#### [Pointing records]
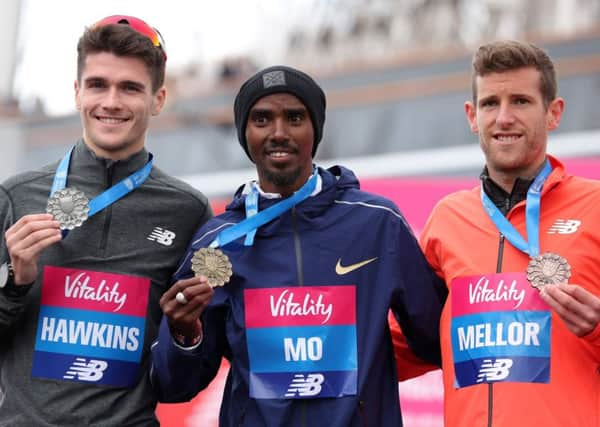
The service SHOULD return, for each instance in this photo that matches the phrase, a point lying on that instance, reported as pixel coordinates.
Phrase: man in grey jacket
(89, 246)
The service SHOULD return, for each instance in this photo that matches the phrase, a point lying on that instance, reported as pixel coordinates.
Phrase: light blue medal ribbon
(251, 210)
(109, 196)
(532, 216)
(256, 219)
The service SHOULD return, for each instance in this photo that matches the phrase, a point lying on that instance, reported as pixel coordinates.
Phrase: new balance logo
(162, 236)
(496, 370)
(83, 370)
(305, 386)
(564, 226)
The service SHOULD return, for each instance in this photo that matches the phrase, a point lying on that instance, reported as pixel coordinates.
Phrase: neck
(506, 179)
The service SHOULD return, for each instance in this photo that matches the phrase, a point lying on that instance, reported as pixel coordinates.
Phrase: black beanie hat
(277, 79)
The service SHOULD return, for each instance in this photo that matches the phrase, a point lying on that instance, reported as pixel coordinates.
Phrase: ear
(554, 113)
(471, 112)
(77, 99)
(160, 98)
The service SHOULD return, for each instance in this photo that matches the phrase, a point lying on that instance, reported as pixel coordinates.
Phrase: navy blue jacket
(341, 225)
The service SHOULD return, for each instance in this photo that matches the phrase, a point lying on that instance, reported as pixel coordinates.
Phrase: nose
(111, 99)
(280, 129)
(505, 115)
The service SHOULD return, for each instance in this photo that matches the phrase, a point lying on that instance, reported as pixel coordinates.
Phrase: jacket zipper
(107, 210)
(300, 270)
(297, 248)
(498, 270)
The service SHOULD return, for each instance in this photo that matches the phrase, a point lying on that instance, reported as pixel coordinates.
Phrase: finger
(32, 222)
(20, 232)
(35, 242)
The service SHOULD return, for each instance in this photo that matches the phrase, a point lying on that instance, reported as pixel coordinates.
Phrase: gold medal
(213, 264)
(69, 207)
(548, 269)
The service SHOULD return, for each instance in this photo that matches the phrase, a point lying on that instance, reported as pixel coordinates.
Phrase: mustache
(284, 145)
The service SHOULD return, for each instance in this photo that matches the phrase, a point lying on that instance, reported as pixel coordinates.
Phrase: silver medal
(69, 207)
(548, 269)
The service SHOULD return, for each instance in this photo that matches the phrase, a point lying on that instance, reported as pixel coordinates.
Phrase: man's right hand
(25, 241)
(183, 316)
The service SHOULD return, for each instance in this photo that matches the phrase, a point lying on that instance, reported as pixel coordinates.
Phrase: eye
(295, 116)
(259, 118)
(95, 84)
(488, 103)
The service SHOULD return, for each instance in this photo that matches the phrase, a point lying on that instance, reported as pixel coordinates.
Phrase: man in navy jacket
(311, 265)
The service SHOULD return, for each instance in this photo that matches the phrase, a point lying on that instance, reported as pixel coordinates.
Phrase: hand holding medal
(543, 269)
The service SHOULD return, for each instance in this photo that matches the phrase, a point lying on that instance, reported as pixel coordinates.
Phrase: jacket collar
(506, 201)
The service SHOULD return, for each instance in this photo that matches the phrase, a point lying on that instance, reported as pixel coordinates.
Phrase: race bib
(500, 330)
(301, 342)
(90, 327)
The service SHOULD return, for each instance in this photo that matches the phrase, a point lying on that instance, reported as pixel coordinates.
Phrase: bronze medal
(548, 269)
(69, 207)
(213, 264)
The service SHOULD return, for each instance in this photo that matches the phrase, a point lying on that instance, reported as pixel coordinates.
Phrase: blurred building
(396, 76)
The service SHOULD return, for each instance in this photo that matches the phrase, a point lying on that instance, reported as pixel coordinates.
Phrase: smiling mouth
(111, 120)
(279, 154)
(507, 138)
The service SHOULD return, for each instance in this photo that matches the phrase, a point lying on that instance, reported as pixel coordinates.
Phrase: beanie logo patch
(274, 78)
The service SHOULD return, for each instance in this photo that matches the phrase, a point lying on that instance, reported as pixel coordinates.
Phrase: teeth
(507, 137)
(110, 120)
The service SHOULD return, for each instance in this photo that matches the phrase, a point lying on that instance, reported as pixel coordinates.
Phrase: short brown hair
(507, 55)
(122, 40)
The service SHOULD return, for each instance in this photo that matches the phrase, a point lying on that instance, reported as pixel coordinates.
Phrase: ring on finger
(181, 299)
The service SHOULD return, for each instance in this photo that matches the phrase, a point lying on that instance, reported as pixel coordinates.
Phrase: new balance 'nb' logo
(305, 386)
(162, 236)
(83, 370)
(494, 370)
(564, 226)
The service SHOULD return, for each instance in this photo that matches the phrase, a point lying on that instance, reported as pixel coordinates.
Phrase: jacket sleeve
(594, 336)
(10, 308)
(420, 299)
(178, 374)
(408, 365)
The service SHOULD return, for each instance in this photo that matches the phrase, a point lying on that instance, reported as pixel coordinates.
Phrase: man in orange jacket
(520, 330)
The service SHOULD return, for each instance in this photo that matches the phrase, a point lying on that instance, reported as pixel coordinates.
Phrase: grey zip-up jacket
(141, 236)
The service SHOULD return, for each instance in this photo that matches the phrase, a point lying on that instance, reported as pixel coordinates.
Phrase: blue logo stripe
(501, 334)
(307, 385)
(522, 369)
(302, 348)
(89, 333)
(88, 370)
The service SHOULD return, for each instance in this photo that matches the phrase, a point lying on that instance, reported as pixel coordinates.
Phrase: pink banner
(94, 290)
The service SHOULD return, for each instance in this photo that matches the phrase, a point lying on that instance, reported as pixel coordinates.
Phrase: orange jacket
(460, 240)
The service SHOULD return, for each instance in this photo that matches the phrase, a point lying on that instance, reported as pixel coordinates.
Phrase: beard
(282, 179)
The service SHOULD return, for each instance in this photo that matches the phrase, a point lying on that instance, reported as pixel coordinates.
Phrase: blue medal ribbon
(255, 219)
(532, 216)
(109, 196)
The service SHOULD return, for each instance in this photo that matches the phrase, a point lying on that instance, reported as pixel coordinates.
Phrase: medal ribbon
(109, 196)
(251, 223)
(532, 216)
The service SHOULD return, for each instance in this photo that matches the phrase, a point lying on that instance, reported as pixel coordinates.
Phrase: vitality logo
(84, 370)
(305, 386)
(494, 370)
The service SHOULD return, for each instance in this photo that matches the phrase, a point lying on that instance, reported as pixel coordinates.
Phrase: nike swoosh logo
(341, 269)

#### [Required work]
How many lines in the rows above contain the word "hand"? Reply with the number alone.

#### [Finished answer]
2